Then we’re going to talk about the whiteboard model, which is a really effective way to graph schema designs using a graph database. Then Lee is going to talk a little bit about schema design for Graph Data Science, and lastly, we’ll get into the Q&A to answer any questions on backend architecture or graph schema design.

I see for our poll results that a lot of people here are pretty new to graph and backend architecture. Not necessarily their first intro, but definitely early on. Most people haven’t deployed a production graph app in their org. That’s perfect. This session is for you, and we’re going to cover how you might work towards that as part of our backend architecture.

Looking at an overview – oh, and just briefly, actually, if you’re looking at your Demia [00:02:16] window, there’s a black bar at the top where Lee and I should be sitting. You can also hover your mouse over that and drag it up to make the presentation larger and our faces smaller if that’s helpful. There’s some detail in some of these images.

What you can see here is a sample application stack backend architecture that we put together. This is really the core of what we’re looking at throughout this entire year. At the top, you’ve got some of the technologies that we’re leveraging here – Neo4j, Hume, and Domo. This particular stack is built on top of AWS, but there’s a lot of different ways you can go about that.

In our fully-fledged backend architecture, we actually recommend using serverless, especially if you’re deploying consumer-facing applications with a web or SaaS-based offering. And you can see here on the backend, down in this corner, we have Neo4j in the bottom left-hand corner as well as some S3, potentially a DynamoDB instance, also a little bit of Redshift and MySQL. But the importance is to scale here, and we’re really looking at having Neo4j be the core of the application. We’re going to discuss why that’s important to backend architecture overall throughout the next 30 or 45 minutes here.

When we go into talking about our overview – bringing you out of the backend architecture presentation for a second here – what Lee and I discussed as we were coming up with planning for this webinar, we ended up settling on this concept of sports as a metaphor, and it really ended up working incredibly well.

Just to backtrack on that a little bit, what we talked about was that sports teams have a whole number of different moving pieces; they have a whole different number of controlling users. You’ve got a general manager, you’ve got a coach, you’ve got an owner, you’ve got teammates that all do different things. They all have different goals. It really translates well to an application. I think, Lee, you said in terms of building a sports team, you can’t take an NFL team and expect them to go win the World Series, and that’s also true. What we’re introducing here is not just a – you can’t take your application and go do anything with it, but you can build a really good baseball team that’s going to be able to succeed over the extended time period.

RAW DATA:

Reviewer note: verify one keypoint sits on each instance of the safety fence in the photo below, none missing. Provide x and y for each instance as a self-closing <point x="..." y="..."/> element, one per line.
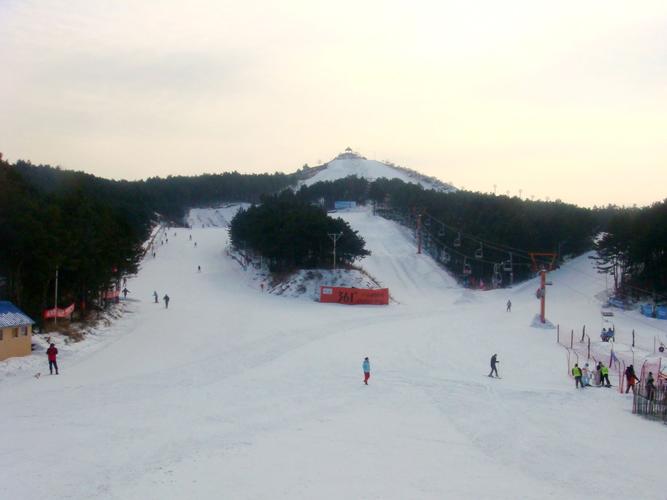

REQUIRED WORK: Reproduce, word for word, everything in the backend architecture talk from "What you can" down to "go about that.".

SOLUTION TO THIS TASK:
What you can see here is a sample application stack backend architecture that we put together. This is really the core of what we’re looking at throughout this entire year. At the top, you’ve got some of the technologies that we’re leveraging here – Neo4j, Hume, and Domo. This particular stack is built on top of AWS, but there’s a lot of different ways you can go about that.